(Task instructions) Pick out every line in the entries below that contains the string "target" and copy each one in full.

(Source data)
----------

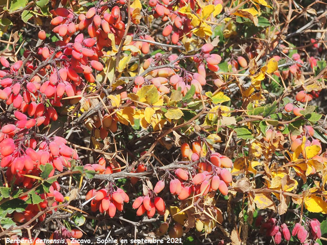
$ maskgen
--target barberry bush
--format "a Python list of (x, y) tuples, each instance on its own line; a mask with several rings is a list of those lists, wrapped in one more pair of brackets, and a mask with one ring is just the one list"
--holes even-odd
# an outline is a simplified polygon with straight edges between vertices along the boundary
[(325, 244), (326, 7), (0, 1), (0, 243)]

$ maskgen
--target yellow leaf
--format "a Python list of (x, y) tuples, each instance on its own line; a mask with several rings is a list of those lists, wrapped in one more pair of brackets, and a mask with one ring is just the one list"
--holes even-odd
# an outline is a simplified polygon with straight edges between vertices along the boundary
[(307, 146), (305, 148), (305, 157), (307, 159), (310, 159), (318, 155), (321, 150), (320, 146), (316, 144)]
[(276, 210), (275, 203), (269, 194), (266, 193), (255, 193), (254, 203), (256, 207), (260, 209), (269, 208), (274, 211)]
[(233, 14), (238, 16), (248, 18), (252, 20), (255, 26), (258, 26), (257, 15), (259, 15), (259, 12), (254, 8), (240, 9), (233, 13)]
[(233, 164), (233, 169), (230, 173), (237, 172), (241, 170), (246, 169), (246, 164), (245, 163), (245, 158), (244, 157), (240, 157), (235, 160)]
[(111, 52), (113, 54), (116, 54), (117, 52), (118, 52), (118, 48), (117, 48), (117, 47), (116, 46), (114, 35), (113, 35), (113, 33), (108, 33), (108, 38), (109, 38), (111, 41)]
[(102, 150), (104, 144), (99, 141), (97, 141), (94, 137), (91, 137), (91, 140), (93, 144), (94, 149), (96, 150)]
[(230, 100), (230, 98), (224, 94), (224, 92), (222, 91), (219, 91), (216, 94), (211, 96), (211, 99), (214, 104), (222, 103)]
[(193, 32), (196, 36), (203, 38), (211, 36), (213, 35), (213, 32), (210, 26), (204, 23), (202, 23), (199, 28), (195, 28)]
[(132, 4), (131, 4), (131, 8), (132, 9), (142, 9), (142, 5), (141, 4), (141, 2), (139, 2), (139, 0), (135, 0)]
[(298, 156), (303, 151), (303, 149), (305, 148), (305, 144), (306, 143), (306, 141), (307, 141), (307, 138), (306, 136), (303, 136), (302, 138), (302, 144), (300, 145), (299, 145), (297, 148), (295, 149), (295, 151), (293, 153), (293, 155), (292, 156), (292, 158), (293, 161), (297, 160), (298, 158)]
[(316, 171), (319, 172), (324, 168), (323, 163), (317, 160), (311, 159), (308, 161), (308, 164), (315, 168)]
[(250, 86), (246, 90), (242, 91), (242, 93), (245, 97), (249, 97), (255, 90), (255, 89), (253, 86)]
[(254, 167), (261, 165), (262, 165), (262, 162), (258, 161), (252, 161), (249, 165), (249, 172), (253, 173), (253, 174), (256, 174), (256, 169), (254, 168)]
[(268, 4), (265, 0), (251, 0), (251, 2), (255, 2), (255, 3), (258, 3), (258, 4), (261, 4), (261, 5), (263, 5), (265, 7), (272, 9), (272, 7), (270, 5)]
[(167, 122), (166, 120), (161, 119), (161, 116), (158, 113), (155, 114), (151, 118), (151, 125), (153, 128), (154, 131), (161, 130), (164, 125)]
[(141, 14), (141, 11), (139, 9), (135, 9), (133, 10), (132, 13), (132, 20), (133, 22), (135, 24), (139, 24), (141, 23), (141, 19), (142, 18), (142, 15)]
[(185, 221), (188, 219), (188, 215), (184, 211), (180, 212), (181, 209), (178, 207), (171, 206), (169, 208), (170, 214), (173, 217), (173, 219), (182, 226), (183, 226)]
[[(161, 106), (162, 105), (164, 105), (164, 100), (161, 98), (161, 99), (160, 99), (155, 103), (153, 103), (153, 105), (152, 105), (156, 106)], [(153, 109), (155, 111), (157, 111), (158, 110), (160, 110), (160, 107), (153, 107)]]
[(209, 17), (213, 12), (215, 10), (215, 5), (213, 4), (209, 4), (204, 6), (202, 8), (202, 17), (203, 19), (206, 19)]
[(221, 11), (223, 10), (223, 6), (221, 4), (217, 4), (215, 6), (215, 11), (213, 13), (214, 17), (216, 17), (217, 15), (221, 13)]
[(138, 96), (138, 100), (141, 102), (145, 102), (146, 100), (145, 99), (145, 95), (149, 91), (152, 91), (153, 90), (153, 88), (156, 90), (156, 88), (153, 85), (146, 85), (143, 86), (141, 89), (136, 92), (136, 95)]
[(266, 99), (261, 93), (261, 91), (253, 93), (249, 98), (251, 101), (265, 101)]
[(123, 110), (118, 111), (116, 113), (118, 120), (122, 124), (128, 125), (129, 123), (132, 126), (134, 126), (134, 117), (133, 115), (135, 112), (134, 108), (128, 107)]
[(266, 66), (267, 67), (266, 72), (271, 74), (278, 69), (278, 62), (273, 58), (267, 61)]
[(110, 94), (108, 96), (108, 98), (110, 100), (111, 105), (114, 107), (119, 107), (121, 105), (121, 95), (117, 94), (116, 95), (113, 95)]
[(168, 119), (179, 119), (183, 116), (183, 112), (179, 109), (169, 109), (165, 113), (165, 116)]
[(104, 69), (104, 71), (106, 74), (108, 72), (107, 78), (109, 80), (110, 85), (112, 85), (113, 82), (113, 75), (114, 74), (115, 63), (115, 58), (114, 58), (113, 57), (108, 57), (106, 62), (106, 67)]
[(305, 206), (310, 212), (327, 213), (327, 205), (322, 198), (316, 195), (306, 197), (304, 201)]
[(183, 99), (182, 93), (179, 90), (174, 91), (170, 95), (170, 104), (175, 104), (177, 101), (180, 101)]
[(270, 189), (279, 188), (282, 185), (281, 180), (282, 178), (279, 176), (273, 178), (270, 181), (267, 182), (268, 187)]
[(152, 87), (144, 95), (146, 101), (149, 105), (153, 105), (159, 101), (159, 92), (154, 86)]
[(128, 62), (129, 62), (129, 61), (131, 60), (131, 58), (132, 54), (130, 54), (128, 56), (125, 56), (119, 61), (119, 64), (118, 65), (118, 72), (123, 72), (125, 68), (127, 66)]
[(155, 111), (151, 107), (147, 107), (144, 110), (144, 118), (148, 124), (151, 122), (151, 117), (155, 113)]
[(150, 125), (147, 120), (145, 119), (145, 115), (144, 114), (140, 115), (139, 116), (139, 125), (144, 129), (146, 129)]
[(141, 50), (137, 48), (136, 47), (134, 46), (133, 45), (126, 45), (125, 46), (123, 46), (122, 50), (124, 51), (131, 51), (133, 53), (138, 53), (138, 54), (141, 53)]
[(282, 179), (282, 189), (284, 191), (292, 191), (297, 187), (297, 181), (286, 175)]

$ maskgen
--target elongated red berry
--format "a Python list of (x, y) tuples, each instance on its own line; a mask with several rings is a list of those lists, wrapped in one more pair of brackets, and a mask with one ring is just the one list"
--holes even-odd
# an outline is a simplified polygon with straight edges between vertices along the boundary
[(156, 197), (154, 198), (154, 205), (155, 208), (160, 212), (162, 212), (166, 209), (165, 202), (159, 197)]
[(91, 60), (90, 62), (91, 66), (92, 66), (96, 70), (99, 71), (102, 71), (103, 70), (103, 65), (99, 61), (96, 60)]
[(135, 201), (133, 203), (133, 205), (132, 205), (132, 207), (134, 209), (136, 209), (136, 208), (138, 208), (139, 206), (141, 205), (141, 204), (142, 204), (143, 203), (143, 197), (138, 197), (137, 198), (136, 198), (135, 200)]
[(157, 182), (153, 189), (153, 191), (155, 193), (159, 193), (165, 188), (165, 181), (163, 180), (159, 180)]
[(205, 179), (205, 175), (203, 173), (196, 174), (193, 178), (192, 182), (195, 185), (201, 184)]
[(189, 173), (187, 171), (181, 168), (177, 168), (175, 171), (176, 176), (183, 180), (188, 180), (189, 179)]

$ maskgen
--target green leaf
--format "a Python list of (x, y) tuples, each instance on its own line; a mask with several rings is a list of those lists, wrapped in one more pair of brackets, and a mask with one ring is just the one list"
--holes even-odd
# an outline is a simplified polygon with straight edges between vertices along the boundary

----------

(Result)
--target barberry bush
--target yellow leaf
--target elongated red berry
--target green leaf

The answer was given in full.